* _Exercise requirements_: Which lines run from the one containing "Detect arched window." to the end of the records? Write them out exactly, both ends included, and nothing else.

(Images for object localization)
-- Opening Marker --
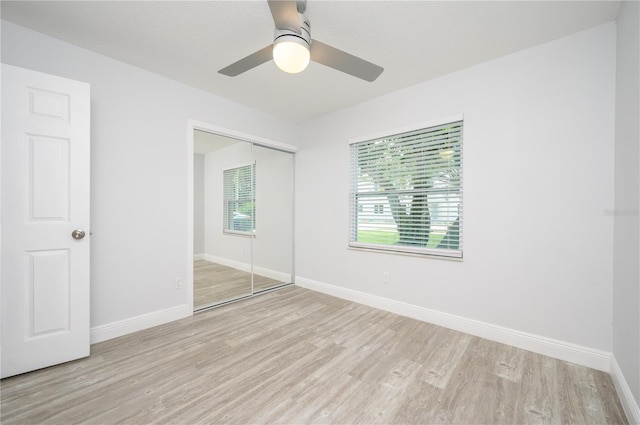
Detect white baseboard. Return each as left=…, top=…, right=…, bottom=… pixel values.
left=194, top=253, right=205, bottom=261
left=611, top=356, right=640, bottom=425
left=253, top=265, right=292, bottom=283
left=204, top=254, right=291, bottom=283
left=90, top=304, right=192, bottom=344
left=295, top=276, right=611, bottom=372
left=204, top=254, right=251, bottom=273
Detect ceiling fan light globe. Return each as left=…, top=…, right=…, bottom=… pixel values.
left=273, top=36, right=310, bottom=74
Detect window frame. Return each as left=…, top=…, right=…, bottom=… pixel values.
left=348, top=115, right=463, bottom=259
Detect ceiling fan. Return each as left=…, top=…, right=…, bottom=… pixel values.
left=218, top=0, right=384, bottom=82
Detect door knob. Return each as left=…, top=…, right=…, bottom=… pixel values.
left=71, top=229, right=86, bottom=240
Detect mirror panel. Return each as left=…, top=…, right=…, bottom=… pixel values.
left=194, top=132, right=253, bottom=309
left=252, top=145, right=294, bottom=292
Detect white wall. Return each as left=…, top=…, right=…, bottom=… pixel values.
left=294, top=23, right=616, bottom=352
left=1, top=21, right=295, bottom=328
left=613, top=0, right=640, bottom=411
left=193, top=154, right=205, bottom=255
left=203, top=142, right=294, bottom=278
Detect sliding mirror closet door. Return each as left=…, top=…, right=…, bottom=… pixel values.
left=194, top=131, right=253, bottom=310
left=252, top=145, right=294, bottom=292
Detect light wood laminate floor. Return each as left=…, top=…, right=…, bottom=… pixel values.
left=194, top=260, right=285, bottom=310
left=1, top=286, right=628, bottom=424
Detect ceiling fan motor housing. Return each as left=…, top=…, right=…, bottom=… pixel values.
left=274, top=13, right=311, bottom=48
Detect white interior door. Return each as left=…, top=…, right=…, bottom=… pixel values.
left=1, top=64, right=91, bottom=378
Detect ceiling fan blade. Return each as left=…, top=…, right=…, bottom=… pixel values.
left=218, top=45, right=273, bottom=77
left=310, top=40, right=383, bottom=82
left=268, top=0, right=301, bottom=34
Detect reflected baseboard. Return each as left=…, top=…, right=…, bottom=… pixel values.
left=199, top=254, right=292, bottom=283
left=254, top=265, right=292, bottom=284
left=200, top=254, right=250, bottom=273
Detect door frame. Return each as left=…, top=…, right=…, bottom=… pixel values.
left=186, top=120, right=296, bottom=312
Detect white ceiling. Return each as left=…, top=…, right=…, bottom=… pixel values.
left=2, top=1, right=620, bottom=123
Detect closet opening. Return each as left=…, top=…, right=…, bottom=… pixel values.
left=188, top=122, right=295, bottom=312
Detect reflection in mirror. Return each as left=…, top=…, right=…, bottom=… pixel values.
left=252, top=144, right=294, bottom=292
left=194, top=131, right=253, bottom=310
left=193, top=130, right=294, bottom=311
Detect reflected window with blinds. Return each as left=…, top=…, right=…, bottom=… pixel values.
left=223, top=163, right=255, bottom=235
left=349, top=119, right=463, bottom=258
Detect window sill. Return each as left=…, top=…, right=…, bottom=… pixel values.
left=348, top=243, right=463, bottom=261
left=223, top=230, right=256, bottom=238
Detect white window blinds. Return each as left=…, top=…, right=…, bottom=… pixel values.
left=223, top=164, right=255, bottom=234
left=349, top=120, right=463, bottom=258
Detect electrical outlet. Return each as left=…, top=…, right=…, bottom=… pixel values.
left=175, top=278, right=183, bottom=289
left=383, top=272, right=390, bottom=284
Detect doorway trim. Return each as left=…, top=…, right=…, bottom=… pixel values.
left=186, top=119, right=297, bottom=312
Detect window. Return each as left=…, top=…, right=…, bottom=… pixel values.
left=349, top=120, right=463, bottom=258
left=223, top=164, right=255, bottom=235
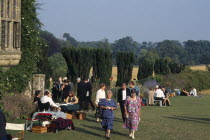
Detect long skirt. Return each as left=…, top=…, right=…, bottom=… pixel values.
left=124, top=112, right=140, bottom=131
left=102, top=119, right=114, bottom=130
left=95, top=107, right=102, bottom=118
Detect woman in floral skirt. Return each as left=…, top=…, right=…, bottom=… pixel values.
left=124, top=89, right=141, bottom=139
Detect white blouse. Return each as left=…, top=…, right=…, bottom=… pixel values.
left=95, top=89, right=106, bottom=105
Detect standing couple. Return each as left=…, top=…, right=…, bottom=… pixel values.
left=77, top=78, right=95, bottom=111
left=118, top=83, right=141, bottom=139
left=95, top=83, right=141, bottom=139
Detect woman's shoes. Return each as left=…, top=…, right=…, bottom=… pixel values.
left=129, top=133, right=132, bottom=137
left=104, top=136, right=110, bottom=139
left=96, top=118, right=100, bottom=123
left=129, top=134, right=135, bottom=139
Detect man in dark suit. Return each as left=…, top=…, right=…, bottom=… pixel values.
left=84, top=79, right=95, bottom=111
left=117, top=83, right=131, bottom=122
left=77, top=78, right=86, bottom=111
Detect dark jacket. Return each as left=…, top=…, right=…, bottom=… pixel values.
left=77, top=82, right=86, bottom=97
left=85, top=82, right=92, bottom=96
left=62, top=84, right=71, bottom=100
left=0, top=110, right=7, bottom=138
left=117, top=88, right=131, bottom=103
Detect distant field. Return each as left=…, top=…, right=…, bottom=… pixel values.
left=111, top=66, right=138, bottom=81
left=91, top=65, right=207, bottom=82
left=190, top=65, right=207, bottom=71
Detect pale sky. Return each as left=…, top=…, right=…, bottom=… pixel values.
left=38, top=0, right=210, bottom=42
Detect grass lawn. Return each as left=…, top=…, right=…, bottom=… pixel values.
left=8, top=95, right=210, bottom=140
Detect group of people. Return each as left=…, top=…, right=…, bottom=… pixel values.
left=33, top=78, right=141, bottom=139
left=181, top=88, right=197, bottom=96
left=95, top=81, right=141, bottom=139
left=51, top=77, right=73, bottom=102
left=148, top=85, right=171, bottom=106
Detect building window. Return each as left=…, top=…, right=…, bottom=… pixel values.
left=1, top=20, right=6, bottom=49
left=13, top=22, right=20, bottom=48
left=1, top=0, right=4, bottom=18
left=13, top=0, right=16, bottom=19
left=0, top=0, right=20, bottom=50
left=7, top=0, right=10, bottom=18
left=7, top=21, right=10, bottom=48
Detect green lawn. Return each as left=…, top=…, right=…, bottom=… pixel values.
left=8, top=95, right=210, bottom=140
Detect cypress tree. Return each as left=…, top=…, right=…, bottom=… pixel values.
left=92, top=48, right=112, bottom=86
left=137, top=59, right=154, bottom=80
left=62, top=47, right=93, bottom=83
left=116, top=52, right=134, bottom=86
left=154, top=58, right=170, bottom=75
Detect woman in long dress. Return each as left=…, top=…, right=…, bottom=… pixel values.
left=99, top=90, right=117, bottom=139
left=124, top=89, right=141, bottom=139
left=95, top=83, right=106, bottom=122
left=148, top=88, right=155, bottom=105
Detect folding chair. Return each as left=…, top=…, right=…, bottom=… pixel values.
left=6, top=123, right=25, bottom=140
left=25, top=119, right=38, bottom=131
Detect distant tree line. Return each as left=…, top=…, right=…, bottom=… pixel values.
left=41, top=31, right=210, bottom=66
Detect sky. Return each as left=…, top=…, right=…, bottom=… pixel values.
left=38, top=0, right=210, bottom=43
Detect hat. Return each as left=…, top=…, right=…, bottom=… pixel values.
left=130, top=89, right=137, bottom=94
left=156, top=85, right=159, bottom=88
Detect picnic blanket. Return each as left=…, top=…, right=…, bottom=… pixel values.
left=48, top=118, right=75, bottom=132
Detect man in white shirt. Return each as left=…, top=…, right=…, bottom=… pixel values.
left=154, top=86, right=165, bottom=106
left=41, top=90, right=61, bottom=111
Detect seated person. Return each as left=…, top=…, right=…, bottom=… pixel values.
left=190, top=88, right=197, bottom=96
left=181, top=88, right=190, bottom=96
left=64, top=91, right=79, bottom=114
left=34, top=90, right=42, bottom=111
left=65, top=91, right=78, bottom=104
left=154, top=86, right=165, bottom=105
left=161, top=87, right=171, bottom=106
left=34, top=90, right=41, bottom=105
left=40, top=90, right=61, bottom=111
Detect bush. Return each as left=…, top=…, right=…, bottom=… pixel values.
left=162, top=70, right=210, bottom=91
left=0, top=94, right=36, bottom=120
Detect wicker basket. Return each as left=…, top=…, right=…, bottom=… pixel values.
left=32, top=126, right=47, bottom=133
left=76, top=112, right=86, bottom=120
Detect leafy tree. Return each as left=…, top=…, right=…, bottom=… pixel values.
left=184, top=40, right=210, bottom=65
left=156, top=40, right=186, bottom=63
left=40, top=31, right=62, bottom=56
left=113, top=37, right=140, bottom=64
left=48, top=53, right=68, bottom=80
left=116, top=52, right=134, bottom=86
left=63, top=33, right=78, bottom=47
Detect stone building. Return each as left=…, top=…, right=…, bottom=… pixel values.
left=0, top=0, right=21, bottom=67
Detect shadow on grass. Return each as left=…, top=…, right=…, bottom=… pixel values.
left=75, top=127, right=102, bottom=138
left=83, top=125, right=127, bottom=137
left=163, top=116, right=210, bottom=124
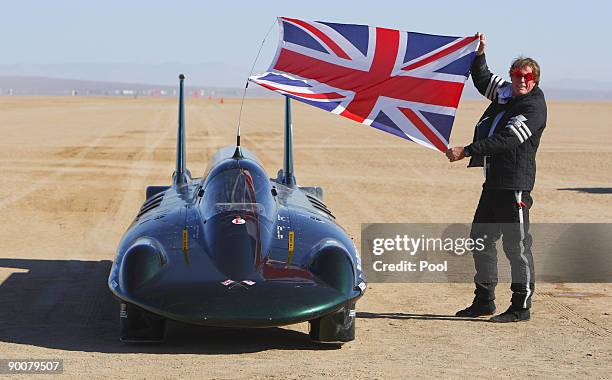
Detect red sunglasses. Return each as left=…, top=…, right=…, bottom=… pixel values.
left=511, top=69, right=535, bottom=82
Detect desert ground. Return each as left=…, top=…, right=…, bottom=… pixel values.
left=0, top=96, right=610, bottom=378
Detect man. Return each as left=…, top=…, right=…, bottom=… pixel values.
left=446, top=33, right=547, bottom=322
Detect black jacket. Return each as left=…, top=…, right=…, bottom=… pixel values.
left=464, top=54, right=547, bottom=191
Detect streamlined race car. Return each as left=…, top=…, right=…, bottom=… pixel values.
left=108, top=75, right=366, bottom=344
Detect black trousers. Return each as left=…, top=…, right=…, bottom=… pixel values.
left=470, top=189, right=535, bottom=310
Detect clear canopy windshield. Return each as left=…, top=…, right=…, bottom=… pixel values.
left=201, top=166, right=275, bottom=221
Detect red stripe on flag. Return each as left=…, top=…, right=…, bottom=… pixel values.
left=400, top=108, right=448, bottom=152
left=339, top=109, right=365, bottom=123
left=402, top=36, right=478, bottom=72
left=275, top=48, right=464, bottom=108
left=283, top=17, right=351, bottom=60
left=256, top=81, right=343, bottom=100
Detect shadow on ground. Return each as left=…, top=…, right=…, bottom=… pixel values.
left=357, top=311, right=489, bottom=322
left=0, top=258, right=336, bottom=353
left=557, top=187, right=612, bottom=194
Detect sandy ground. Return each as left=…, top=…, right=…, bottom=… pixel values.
left=0, top=96, right=610, bottom=379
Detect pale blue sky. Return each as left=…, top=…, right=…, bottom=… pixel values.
left=1, top=0, right=610, bottom=88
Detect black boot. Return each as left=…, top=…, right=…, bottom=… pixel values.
left=489, top=306, right=530, bottom=323
left=455, top=301, right=496, bottom=317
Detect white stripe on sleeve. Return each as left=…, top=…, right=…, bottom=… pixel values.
left=484, top=78, right=495, bottom=99
left=485, top=75, right=501, bottom=99
left=486, top=76, right=504, bottom=100
left=508, top=124, right=525, bottom=143
left=517, top=120, right=532, bottom=137
left=514, top=121, right=529, bottom=141
left=491, top=77, right=505, bottom=99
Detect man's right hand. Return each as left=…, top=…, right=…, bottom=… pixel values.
left=445, top=147, right=466, bottom=162
left=476, top=32, right=486, bottom=55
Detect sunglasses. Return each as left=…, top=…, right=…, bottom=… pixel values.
left=511, top=69, right=535, bottom=82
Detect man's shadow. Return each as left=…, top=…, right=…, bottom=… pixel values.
left=558, top=187, right=612, bottom=194
left=356, top=312, right=490, bottom=322
left=0, top=258, right=336, bottom=354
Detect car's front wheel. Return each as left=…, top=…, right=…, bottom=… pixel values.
left=119, top=302, right=166, bottom=343
left=308, top=302, right=355, bottom=344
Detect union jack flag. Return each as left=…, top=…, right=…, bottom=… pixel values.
left=249, top=17, right=479, bottom=151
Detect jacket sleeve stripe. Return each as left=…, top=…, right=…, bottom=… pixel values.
left=485, top=75, right=504, bottom=100
left=507, top=124, right=526, bottom=143
left=494, top=77, right=505, bottom=99
left=484, top=76, right=495, bottom=99
left=493, top=77, right=506, bottom=99
left=517, top=120, right=532, bottom=137
left=484, top=79, right=494, bottom=100
left=514, top=121, right=529, bottom=140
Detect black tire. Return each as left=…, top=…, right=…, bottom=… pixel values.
left=309, top=302, right=356, bottom=344
left=119, top=302, right=166, bottom=343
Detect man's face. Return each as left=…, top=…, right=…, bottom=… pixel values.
left=510, top=66, right=536, bottom=96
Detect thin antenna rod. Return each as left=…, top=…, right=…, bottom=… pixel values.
left=236, top=19, right=276, bottom=145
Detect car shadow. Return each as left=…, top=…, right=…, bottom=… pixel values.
left=557, top=187, right=612, bottom=194
left=0, top=258, right=338, bottom=353
left=357, top=311, right=490, bottom=322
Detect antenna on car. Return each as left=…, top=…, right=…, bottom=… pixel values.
left=232, top=124, right=243, bottom=159
left=234, top=20, right=275, bottom=160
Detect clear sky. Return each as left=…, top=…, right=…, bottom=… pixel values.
left=2, top=0, right=611, bottom=88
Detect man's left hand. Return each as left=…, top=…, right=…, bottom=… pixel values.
left=445, top=147, right=466, bottom=162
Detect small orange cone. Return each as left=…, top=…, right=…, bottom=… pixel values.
left=220, top=98, right=224, bottom=104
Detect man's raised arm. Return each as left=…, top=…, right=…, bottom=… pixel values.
left=471, top=33, right=507, bottom=102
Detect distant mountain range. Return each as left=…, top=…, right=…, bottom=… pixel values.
left=0, top=75, right=273, bottom=97
left=0, top=62, right=252, bottom=88
left=0, top=62, right=611, bottom=100
left=463, top=82, right=612, bottom=101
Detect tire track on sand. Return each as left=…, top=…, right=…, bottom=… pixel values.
left=539, top=293, right=611, bottom=337
left=82, top=108, right=174, bottom=328
left=0, top=114, right=132, bottom=211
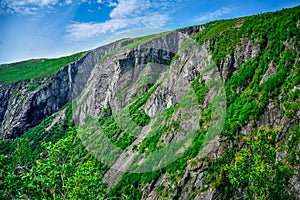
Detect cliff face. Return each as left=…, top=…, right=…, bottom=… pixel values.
left=0, top=6, right=299, bottom=200
left=0, top=40, right=135, bottom=139
left=71, top=20, right=299, bottom=198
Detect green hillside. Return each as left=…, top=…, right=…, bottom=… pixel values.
left=0, top=6, right=299, bottom=200
left=0, top=52, right=86, bottom=85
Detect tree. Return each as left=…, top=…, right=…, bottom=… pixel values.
left=223, top=128, right=293, bottom=199
left=13, top=138, right=33, bottom=166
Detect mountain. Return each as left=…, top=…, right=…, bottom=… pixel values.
left=0, top=6, right=299, bottom=199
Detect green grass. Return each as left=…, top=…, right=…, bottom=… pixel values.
left=1, top=31, right=169, bottom=86
left=0, top=52, right=86, bottom=85
left=124, top=31, right=171, bottom=49
left=98, top=31, right=171, bottom=64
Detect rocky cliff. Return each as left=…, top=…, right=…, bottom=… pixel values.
left=0, top=39, right=138, bottom=139
left=0, top=6, right=299, bottom=200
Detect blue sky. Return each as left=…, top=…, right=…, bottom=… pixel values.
left=0, top=0, right=299, bottom=64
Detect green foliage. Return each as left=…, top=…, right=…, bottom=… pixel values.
left=0, top=52, right=86, bottom=85
left=179, top=37, right=195, bottom=55
left=195, top=6, right=300, bottom=68
left=225, top=58, right=258, bottom=105
left=135, top=62, right=155, bottom=88
left=99, top=114, right=136, bottom=148
left=98, top=31, right=170, bottom=64
left=99, top=115, right=122, bottom=142
left=262, top=59, right=292, bottom=95
left=179, top=89, right=198, bottom=109
left=116, top=133, right=136, bottom=149
left=0, top=155, right=19, bottom=198
left=0, top=129, right=108, bottom=199
left=286, top=125, right=300, bottom=166
left=194, top=18, right=241, bottom=65
left=19, top=103, right=74, bottom=161
left=223, top=128, right=293, bottom=199
left=139, top=105, right=178, bottom=153
left=0, top=102, right=110, bottom=199
left=12, top=138, right=33, bottom=166
left=125, top=31, right=171, bottom=49
left=198, top=104, right=212, bottom=128
left=283, top=89, right=300, bottom=120
left=28, top=79, right=42, bottom=92
left=169, top=54, right=179, bottom=66
left=195, top=7, right=300, bottom=199
left=128, top=84, right=158, bottom=126
left=1, top=6, right=300, bottom=200
left=139, top=125, right=167, bottom=153
left=0, top=140, right=13, bottom=155
left=129, top=108, right=150, bottom=127
left=106, top=173, right=143, bottom=199
left=110, top=129, right=207, bottom=199
left=28, top=134, right=106, bottom=199
left=96, top=84, right=158, bottom=150
left=191, top=75, right=209, bottom=104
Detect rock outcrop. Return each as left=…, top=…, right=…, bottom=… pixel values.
left=0, top=39, right=135, bottom=139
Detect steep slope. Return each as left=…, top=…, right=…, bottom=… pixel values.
left=0, top=6, right=299, bottom=200
left=0, top=38, right=139, bottom=139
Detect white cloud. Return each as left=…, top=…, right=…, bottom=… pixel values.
left=66, top=0, right=172, bottom=41
left=109, top=0, right=151, bottom=18
left=66, top=13, right=168, bottom=40
left=65, top=0, right=72, bottom=5
left=195, top=6, right=233, bottom=23
left=106, top=0, right=118, bottom=7
left=0, top=0, right=58, bottom=14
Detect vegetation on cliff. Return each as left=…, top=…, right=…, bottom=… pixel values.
left=0, top=6, right=299, bottom=200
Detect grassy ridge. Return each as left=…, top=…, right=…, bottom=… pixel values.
left=0, top=52, right=86, bottom=85
left=98, top=31, right=171, bottom=64
left=0, top=30, right=169, bottom=86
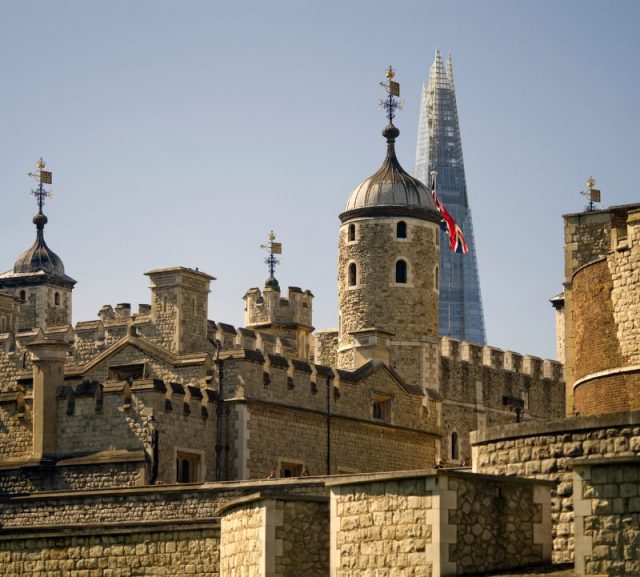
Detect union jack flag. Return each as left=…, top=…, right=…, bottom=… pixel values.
left=430, top=172, right=468, bottom=254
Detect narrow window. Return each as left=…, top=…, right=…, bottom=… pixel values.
left=348, top=223, right=356, bottom=242
left=395, top=260, right=407, bottom=284
left=19, top=290, right=26, bottom=301
left=435, top=266, right=439, bottom=289
left=162, top=296, right=168, bottom=313
left=451, top=432, right=459, bottom=461
left=348, top=263, right=357, bottom=287
left=176, top=452, right=201, bottom=483
left=0, top=317, right=6, bottom=332
left=396, top=221, right=407, bottom=238
left=54, top=292, right=60, bottom=306
left=372, top=393, right=392, bottom=422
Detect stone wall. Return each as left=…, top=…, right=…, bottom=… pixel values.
left=440, top=337, right=565, bottom=464
left=573, top=457, right=640, bottom=576
left=471, top=410, right=640, bottom=563
left=0, top=400, right=32, bottom=458
left=0, top=460, right=143, bottom=495
left=327, top=469, right=551, bottom=577
left=219, top=494, right=329, bottom=577
left=219, top=502, right=263, bottom=576
left=314, top=329, right=338, bottom=367
left=0, top=479, right=327, bottom=577
left=0, top=522, right=220, bottom=577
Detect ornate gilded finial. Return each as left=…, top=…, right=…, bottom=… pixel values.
left=379, top=66, right=403, bottom=125
left=580, top=176, right=601, bottom=212
left=27, top=157, right=53, bottom=215
left=260, top=231, right=282, bottom=288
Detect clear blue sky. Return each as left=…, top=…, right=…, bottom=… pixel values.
left=1, top=0, right=638, bottom=360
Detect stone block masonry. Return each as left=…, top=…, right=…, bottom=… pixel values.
left=471, top=410, right=640, bottom=564
left=0, top=521, right=220, bottom=577
left=573, top=457, right=640, bottom=577
left=219, top=493, right=329, bottom=577
left=327, top=469, right=552, bottom=577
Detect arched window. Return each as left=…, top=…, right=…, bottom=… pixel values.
left=395, top=260, right=407, bottom=284
left=54, top=292, right=60, bottom=306
left=396, top=221, right=407, bottom=238
left=348, top=223, right=356, bottom=242
left=451, top=432, right=459, bottom=461
left=348, top=263, right=357, bottom=287
left=19, top=290, right=26, bottom=301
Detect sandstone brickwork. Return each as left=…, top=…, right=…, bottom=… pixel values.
left=471, top=411, right=640, bottom=564
left=0, top=524, right=220, bottom=577
left=328, top=469, right=551, bottom=577
left=573, top=458, right=640, bottom=576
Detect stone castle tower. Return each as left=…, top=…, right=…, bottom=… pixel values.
left=0, top=159, right=76, bottom=331
left=337, top=70, right=442, bottom=391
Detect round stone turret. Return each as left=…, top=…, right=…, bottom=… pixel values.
left=337, top=120, right=441, bottom=391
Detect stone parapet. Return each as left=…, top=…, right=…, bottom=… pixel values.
left=327, top=469, right=552, bottom=577
left=470, top=410, right=640, bottom=564
left=572, top=457, right=640, bottom=577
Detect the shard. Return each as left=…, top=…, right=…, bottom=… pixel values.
left=414, top=50, right=486, bottom=344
-- Closing Marker --
* _Solved exercise_:
Detect arched window. Return each as left=…, top=…, right=…, bottom=… pixel values.
left=395, top=260, right=407, bottom=284
left=54, top=292, right=60, bottom=306
left=396, top=221, right=407, bottom=238
left=348, top=223, right=356, bottom=242
left=451, top=432, right=459, bottom=461
left=348, top=263, right=357, bottom=287
left=19, top=290, right=26, bottom=301
Detect sandstone brickwork. Return each as left=…, top=…, right=…, bottom=… pixel values.
left=471, top=411, right=640, bottom=564
left=0, top=524, right=220, bottom=577
left=328, top=469, right=551, bottom=577
left=573, top=458, right=640, bottom=576
Detect stone castle tower. Return each as left=…, top=…, right=…, bottom=… pixel values.
left=0, top=159, right=76, bottom=331
left=337, top=70, right=442, bottom=391
Detect round stone turret. Return each as left=…, top=…, right=…, bottom=… pixel values.
left=337, top=120, right=441, bottom=391
Detect stone parapet. Return each as left=…, top=…, right=…, bottom=… pixel values.
left=327, top=469, right=552, bottom=577
left=470, top=410, right=640, bottom=564
left=572, top=457, right=640, bottom=577
Detect the shard. Return each as left=…, top=…, right=…, bottom=… pixel values.
left=414, top=50, right=486, bottom=344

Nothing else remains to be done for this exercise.